> **Provided data**
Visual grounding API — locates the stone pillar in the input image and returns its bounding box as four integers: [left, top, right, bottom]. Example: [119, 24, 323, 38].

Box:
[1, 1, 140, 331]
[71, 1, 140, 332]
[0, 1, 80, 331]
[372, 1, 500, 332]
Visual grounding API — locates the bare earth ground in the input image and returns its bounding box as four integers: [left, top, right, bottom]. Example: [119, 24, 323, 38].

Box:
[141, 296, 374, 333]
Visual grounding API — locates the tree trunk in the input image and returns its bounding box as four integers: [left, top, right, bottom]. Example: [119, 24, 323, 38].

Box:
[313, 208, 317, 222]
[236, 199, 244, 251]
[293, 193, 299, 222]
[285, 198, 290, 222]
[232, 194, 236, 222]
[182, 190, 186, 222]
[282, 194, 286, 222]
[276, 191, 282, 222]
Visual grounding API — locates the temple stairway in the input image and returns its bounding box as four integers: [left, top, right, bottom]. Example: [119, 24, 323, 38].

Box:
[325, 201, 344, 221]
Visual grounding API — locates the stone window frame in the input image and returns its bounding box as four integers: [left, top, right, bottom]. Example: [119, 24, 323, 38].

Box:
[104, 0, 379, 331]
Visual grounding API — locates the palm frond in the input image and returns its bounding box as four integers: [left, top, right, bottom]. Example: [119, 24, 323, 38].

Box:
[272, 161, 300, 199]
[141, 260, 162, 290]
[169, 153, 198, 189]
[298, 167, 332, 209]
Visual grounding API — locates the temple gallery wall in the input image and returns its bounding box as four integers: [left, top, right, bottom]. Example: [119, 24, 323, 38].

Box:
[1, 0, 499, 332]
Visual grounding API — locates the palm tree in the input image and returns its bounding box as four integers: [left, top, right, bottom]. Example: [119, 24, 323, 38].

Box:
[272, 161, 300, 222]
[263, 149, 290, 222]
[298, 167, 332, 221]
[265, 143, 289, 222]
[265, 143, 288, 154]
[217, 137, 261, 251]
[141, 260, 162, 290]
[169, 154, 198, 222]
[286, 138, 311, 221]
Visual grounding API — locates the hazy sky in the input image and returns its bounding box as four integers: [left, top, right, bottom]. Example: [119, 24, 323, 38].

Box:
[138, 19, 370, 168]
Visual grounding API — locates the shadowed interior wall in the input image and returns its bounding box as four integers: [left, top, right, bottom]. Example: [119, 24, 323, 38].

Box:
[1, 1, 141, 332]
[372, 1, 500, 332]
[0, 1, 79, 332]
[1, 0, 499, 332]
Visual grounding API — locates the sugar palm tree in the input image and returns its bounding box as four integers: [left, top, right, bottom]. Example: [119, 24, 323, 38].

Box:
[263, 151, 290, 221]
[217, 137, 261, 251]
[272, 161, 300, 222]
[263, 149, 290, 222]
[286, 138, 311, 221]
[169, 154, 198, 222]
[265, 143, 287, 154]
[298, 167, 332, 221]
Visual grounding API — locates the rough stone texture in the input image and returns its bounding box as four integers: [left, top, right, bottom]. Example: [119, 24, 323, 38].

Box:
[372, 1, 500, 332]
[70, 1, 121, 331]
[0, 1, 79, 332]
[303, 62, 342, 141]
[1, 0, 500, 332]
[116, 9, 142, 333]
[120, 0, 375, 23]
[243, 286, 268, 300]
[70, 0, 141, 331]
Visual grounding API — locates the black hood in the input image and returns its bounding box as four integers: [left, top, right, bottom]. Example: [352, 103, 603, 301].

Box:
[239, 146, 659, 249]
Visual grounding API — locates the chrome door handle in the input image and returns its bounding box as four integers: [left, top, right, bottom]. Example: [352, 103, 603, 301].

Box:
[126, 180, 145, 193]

> **About this task**
Repeat the listing. Keep every character the same.

> **Task solution**
Visual grounding API — locates the stone pillar in the input image and returns its bounding box as four integers: [left, top, right, bottom]. Example: [119, 24, 323, 38].

Box:
[1, 1, 140, 331]
[71, 1, 140, 332]
[0, 1, 80, 331]
[372, 1, 500, 332]
Visual grounding API — locates the bare earth ground in the input image and returns its bounding box as four integers: [left, top, right, bottom]. Example: [119, 24, 323, 38].

Box:
[141, 296, 374, 333]
Visual grounding API — locates the tree trunk in the input image and returns its bounding box as four integers: [left, top, right, bottom]. Example: [119, 24, 323, 38].

Box:
[313, 208, 317, 222]
[236, 199, 244, 251]
[293, 193, 299, 222]
[285, 198, 290, 222]
[232, 194, 236, 222]
[182, 190, 186, 222]
[282, 194, 286, 222]
[276, 191, 282, 222]
Visual grounding API — locates the temple stairway in the input image and returns its bounding box as four integers: [left, top, right, bottom]. Example: [119, 24, 323, 38].

Box:
[325, 201, 344, 221]
Visual grounding API — locates the stone window frame in the input image and returns its bounding box as four integers: [left, top, right, bottom]. Example: [119, 24, 323, 38].

Box:
[104, 0, 379, 331]
Visual grounding API — locates the palm frond in the input image and returns its bounding box as four integers: [left, top, right, bottom]. Example: [119, 24, 323, 38].

Box:
[272, 161, 300, 199]
[141, 260, 162, 290]
[169, 153, 198, 189]
[298, 167, 332, 209]
Visual grounding API — locates the temple gallery wall in the input image and returns its bounding box as four integers: [left, top, right, bottom]. Example: [119, 24, 323, 38].

Box:
[1, 0, 499, 332]
Visual grounding API — locates the palm tree in the input image and returns its bounding box as four integers: [left, top, right, bottom]. Example: [119, 24, 323, 38].

Box:
[272, 161, 300, 222]
[263, 149, 290, 222]
[298, 167, 332, 221]
[265, 143, 289, 222]
[265, 143, 288, 154]
[217, 137, 261, 251]
[141, 260, 162, 290]
[169, 154, 198, 222]
[286, 138, 311, 221]
Visual grounding API — locates the hazy sky in the input image and returns its bounding box as four integers: [left, top, right, bottom]. Example: [119, 24, 323, 38].

Box:
[138, 19, 370, 168]
Visual grounding API — locates the shadowed interior wall in the input image and returns its bounding box as four integers: [left, top, right, bottom]. Example: [119, 24, 323, 38].

Box:
[1, 1, 141, 332]
[372, 1, 500, 332]
[0, 1, 79, 332]
[1, 0, 499, 332]
Visual grounding API — locates the sugar palm tree in the input image and returns its bounding box as four integers: [left, top, right, bottom]. Example: [119, 24, 323, 38].

Box:
[263, 151, 290, 221]
[217, 137, 261, 251]
[272, 161, 300, 222]
[263, 149, 290, 222]
[286, 138, 311, 221]
[169, 154, 198, 222]
[265, 143, 287, 154]
[298, 167, 332, 221]
Visual grounding API — locates the rough stone texture in the input image and returns its bounding box as four integers: [left, top, right, bottom]. Example: [119, 24, 323, 38].

Box:
[372, 1, 500, 332]
[70, 1, 121, 331]
[0, 1, 79, 332]
[303, 62, 342, 141]
[1, 0, 500, 332]
[116, 9, 142, 333]
[120, 0, 375, 23]
[243, 286, 268, 300]
[70, 0, 141, 331]
Visual grounding API — locates the black hood in the input image and returns its bounding box as four integers: [left, top, right, bottom]. Example: [352, 103, 603, 301].

Box:
[239, 146, 659, 249]
Visual grounding API — locates the chrome door handle in the input image and returns its bounding box as four integers: [left, top, right, bottom]. Example: [352, 103, 603, 301].

Box:
[126, 180, 145, 193]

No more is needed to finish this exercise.